# WHAT IS REQUIRED
Reproduce all of the material below verbatim, omitting the pictures.

# DATA SUPPLIED
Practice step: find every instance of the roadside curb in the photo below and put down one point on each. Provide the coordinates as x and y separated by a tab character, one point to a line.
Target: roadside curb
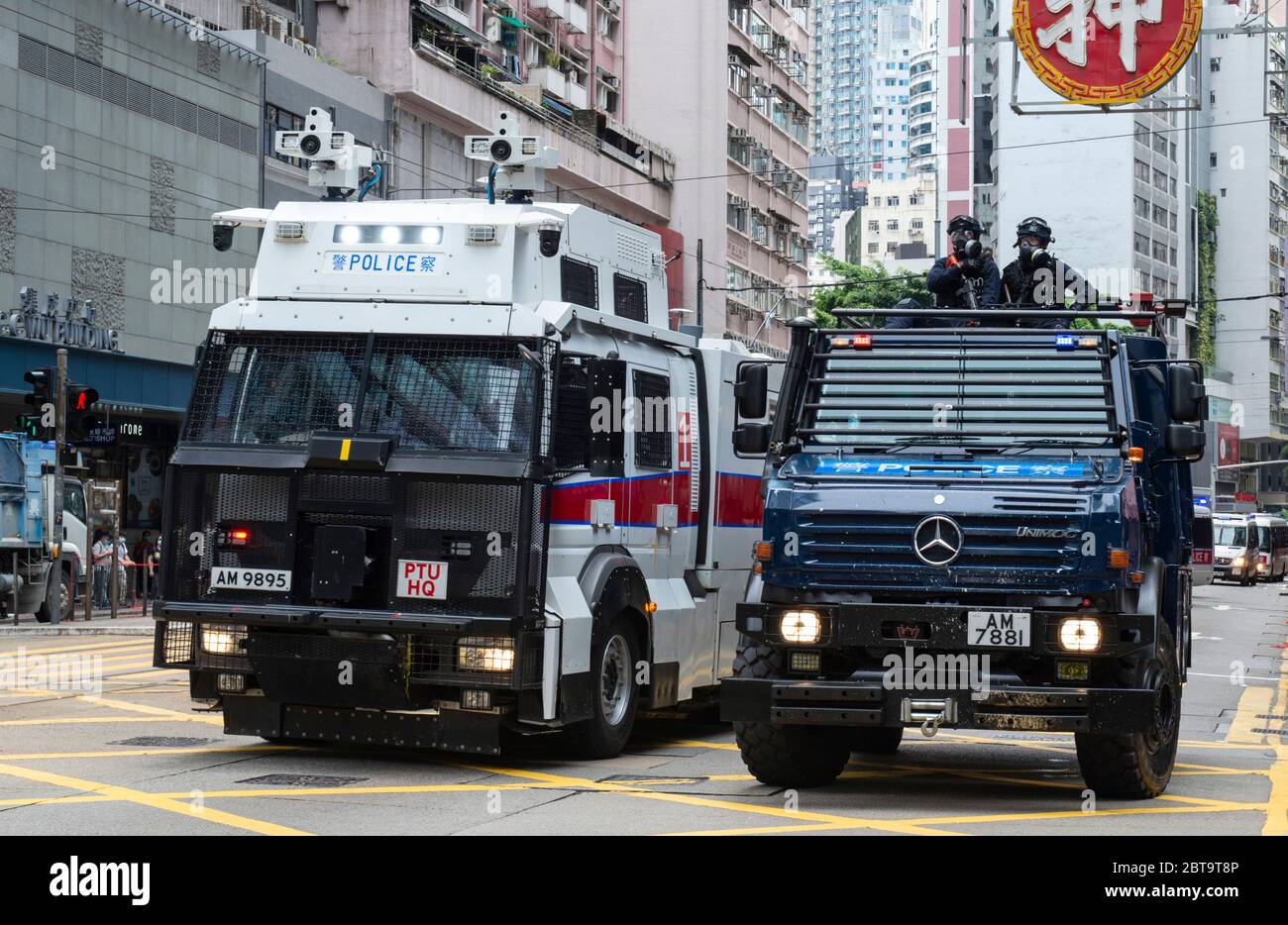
90	630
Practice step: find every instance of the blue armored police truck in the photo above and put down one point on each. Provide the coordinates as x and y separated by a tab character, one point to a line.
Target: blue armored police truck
970	527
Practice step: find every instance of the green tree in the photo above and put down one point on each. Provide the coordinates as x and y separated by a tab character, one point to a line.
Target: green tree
866	287
1205	350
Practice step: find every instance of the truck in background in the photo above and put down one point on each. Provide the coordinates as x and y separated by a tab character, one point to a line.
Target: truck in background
30	578
974	527
1234	549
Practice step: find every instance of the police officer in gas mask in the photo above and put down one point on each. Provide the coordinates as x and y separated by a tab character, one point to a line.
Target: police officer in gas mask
1037	279
967	278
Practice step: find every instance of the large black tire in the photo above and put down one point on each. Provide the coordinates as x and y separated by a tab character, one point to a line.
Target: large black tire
613	650
787	755
1138	766
877	740
63	593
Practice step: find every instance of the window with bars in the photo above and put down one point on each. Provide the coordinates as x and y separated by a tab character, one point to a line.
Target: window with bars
630	298
572	414
579	282
652	420
476	394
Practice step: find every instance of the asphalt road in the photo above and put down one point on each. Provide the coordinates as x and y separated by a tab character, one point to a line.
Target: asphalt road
140	761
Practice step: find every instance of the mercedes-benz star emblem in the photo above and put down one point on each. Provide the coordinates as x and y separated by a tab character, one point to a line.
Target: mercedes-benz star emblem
936	540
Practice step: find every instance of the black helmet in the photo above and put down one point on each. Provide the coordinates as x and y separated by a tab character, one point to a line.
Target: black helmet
965	223
1035	227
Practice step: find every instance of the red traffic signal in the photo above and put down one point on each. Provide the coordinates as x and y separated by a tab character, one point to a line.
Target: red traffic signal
80	398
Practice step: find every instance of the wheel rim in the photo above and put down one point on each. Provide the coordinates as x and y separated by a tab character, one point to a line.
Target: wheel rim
1164	710
614	680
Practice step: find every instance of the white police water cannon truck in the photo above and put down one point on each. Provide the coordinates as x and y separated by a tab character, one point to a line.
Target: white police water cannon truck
449	471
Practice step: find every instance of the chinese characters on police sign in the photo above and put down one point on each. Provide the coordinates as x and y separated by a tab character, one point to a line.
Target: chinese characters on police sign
1107	51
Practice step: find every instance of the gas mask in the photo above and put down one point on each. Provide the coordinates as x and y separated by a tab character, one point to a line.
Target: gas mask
965	248
1037	257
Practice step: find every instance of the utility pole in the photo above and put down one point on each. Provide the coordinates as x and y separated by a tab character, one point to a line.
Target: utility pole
59	445
702	281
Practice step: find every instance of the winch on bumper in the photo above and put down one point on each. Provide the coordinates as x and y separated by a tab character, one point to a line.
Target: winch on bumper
858	672
369	677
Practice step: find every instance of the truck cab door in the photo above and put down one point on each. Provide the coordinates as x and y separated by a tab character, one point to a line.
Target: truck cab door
75	522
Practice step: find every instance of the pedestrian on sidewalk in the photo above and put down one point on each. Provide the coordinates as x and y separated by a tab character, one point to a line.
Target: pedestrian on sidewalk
102	552
143	553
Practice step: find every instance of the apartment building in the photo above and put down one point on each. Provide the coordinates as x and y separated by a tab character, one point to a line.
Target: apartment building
897	227
726	85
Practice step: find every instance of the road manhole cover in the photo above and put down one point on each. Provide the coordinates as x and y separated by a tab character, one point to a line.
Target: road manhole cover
303	780
163	742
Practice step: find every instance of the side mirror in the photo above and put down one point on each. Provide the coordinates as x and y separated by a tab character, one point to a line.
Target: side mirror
1185	441
751	440
1186	398
752	390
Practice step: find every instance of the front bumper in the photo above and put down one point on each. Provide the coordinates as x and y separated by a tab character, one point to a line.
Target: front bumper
858	703
445	729
349	676
987	696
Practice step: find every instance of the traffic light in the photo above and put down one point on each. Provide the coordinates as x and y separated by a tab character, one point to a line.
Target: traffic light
30	425
42	396
80	405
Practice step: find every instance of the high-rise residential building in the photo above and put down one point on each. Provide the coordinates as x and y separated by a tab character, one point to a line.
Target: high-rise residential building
452	65
897	226
738	128
862	59
831	192
1243	156
922	108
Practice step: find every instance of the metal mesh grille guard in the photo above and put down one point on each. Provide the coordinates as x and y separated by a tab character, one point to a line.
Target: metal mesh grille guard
876	388
437	393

# RESPONSE FOR THIS EXERCISE
Practice step: find every instance of the roadside curb in the photo below and put down one point on each. Provide the coordinates as x and y separated by a tab character, one point to a line.
Target: roadside curb
90	630
Practice step: find every instance of the blue armored police truck in the photo above and put down one point on each. Provide the coordinates as x and y separated by a tab character, one point to a line.
Target: blue armored police truck
970	527
Practice step: find every instance of the green tree in the photo above and put down one point on each. Provide the coordinates as x and y separated by a tab character, one point to a line.
Target: green tree
866	287
1205	350
Practice step: find every instance of the truck in background in the photo above and put down one point on each. Provide the coordinates as x and y separated by a tab character, one point to a line.
Target: truck in background
30	578
974	527
1234	549
Practice step: find every instance of the police officer in gas mask in the photo above and put down one point on each. Provide the coordinates as x and y separated by a tab character, one point to a line.
Target: police officer in gas mask
1037	279
967	278
Practice step: find every instance of the large black tire in the photo above and put down one point on each. Provide the coordinates as x and y separated by a tab character, one point to a line.
Target: large black tire
613	650
787	755
1138	766
877	740
63	593
Practice step: find every instance of the window with bars in the photo above and put down one point on each. Provide the coordinates as x and y separated by a tab character, one point to a line.
Target: window with bars
630	298
572	414
579	282
652	420
476	394
Practice step: find every instance of the asphalt road in the photo above and put down one point on each. Provide the coordinates as x and y separated by a tab character, one point to a line.
Target: asphalt road
140	761
Practice step: find every instance of the mercedes-benz star emblem in the photo above and put down one point on each. Provide the coordinates as x and y separated by a tab character, one point to a line.
Target: mercedes-benz star emblem
936	540
Practice step: find every instance of the black helmet in the photo above and put down one point on each. Provide the coordinates as x and y separated by a tab character, one point to a line.
Target: black helmet
965	223
1035	227
Practice step: find every instance of the red traffic signal in the photo above and put down one point on each. Provide the coordinates as x and y separated by a tab character, one point to a line.
Target: red traffic signal
80	398
Practice step: find every instance of the wheel rim in the photo above and put down one point on each. Provide the coordinates as x and y separated by a tab character, one point to a line.
Target: wheel rim
1164	710
614	680
Practice step: find every instance of the white police water cannon truck in the photo above and put down one point on each. Provide the coordinates as x and y separated by a tab character, one point to a line.
Target: white police water cannon truck
449	471
Practice step: find every instance of the chinese characters on police sign in the photo above and put down one point on each. Provide the coordinates as x and y separated by a tab character, one point to a line.
Target: chinese characters on police sign
1107	51
Practice step: find every instance of the gas mask in the photo above and put down one point on each. Provide the coordinates as x and y separated by a tab character, one point to a line.
Target: gas mask
965	248
1037	257
Practice step: find every instance of the utility pole in the photo above and put down one point on each. Provide the coordinates as x and y separated by a tab character, one point to a line.
Target: utility pole
59	445
702	281
Practice step: find every instance of the winch on bumper in the photo above and put down one point on each. Provide the coordinates as x and y separated by a tab character, one point to a line.
Target: winch on bumper
858	672
369	677
Practice step: find every instance of the truck cab door in the photo above and put down one point on each. Provide the coordinates as x and y separated by a tab character, one point to a line.
Target: truck cab door
75	522
Practice step: find every instance of the pedestrian on sidewalk in the photo above and put down one point on each. Provide the coordinates as x and y separated by a tab character, one point to a line.
Target: pedestrian on sidewalk
102	552
143	553
Practice step: find every instance of the apartment building in the photo above and put down one point on each. Provide the coordinates as x and y separated by a tab character, one point to a line.
Target: apartment building
897	227
726	85
Practice step: find every instance of the road manhole cover in the photo above and put down one point on each. Provide the coordinates as x and y separated by a tab character, one point to a line.
Target: road manhole cover
303	780
163	742
Practice step: find every instance of the side mirror in the photo above and put down one point on each. Provide the coordinates as x and y separated by a tab character, one point to a line.
Target: side mirror
1185	441
751	440
1186	398
752	390
Practice step: find every instance of the front bumper in the photo above and put down one point on each. Provide the coordinates as x and y separated by a tab character, one point to a line.
Target: front bumper
858	703
445	729
349	676
987	696
Practice step: find every instance of the traffic light in the photo above and put down one point on each. Provide the coordinates as x and y separated by a tab character, one point to a line.
Target: traffic light
30	425
42	396
80	405
Practice step: find every instance of the high-rise residential building in the photo above and put down one point on each. Provide the coordinates as x and y separated by a tab character, one point to a line.
Target: high-rise residential building
452	65
897	226
738	128
862	59
831	192
1243	156
922	108
Practice step: find every instance of the metal mesh grille guard in the photo above and put down one point on each. Provide the coordinates as x and y separated by a tab character, one point to a line.
Target: metal mesh grille guard
876	388
437	393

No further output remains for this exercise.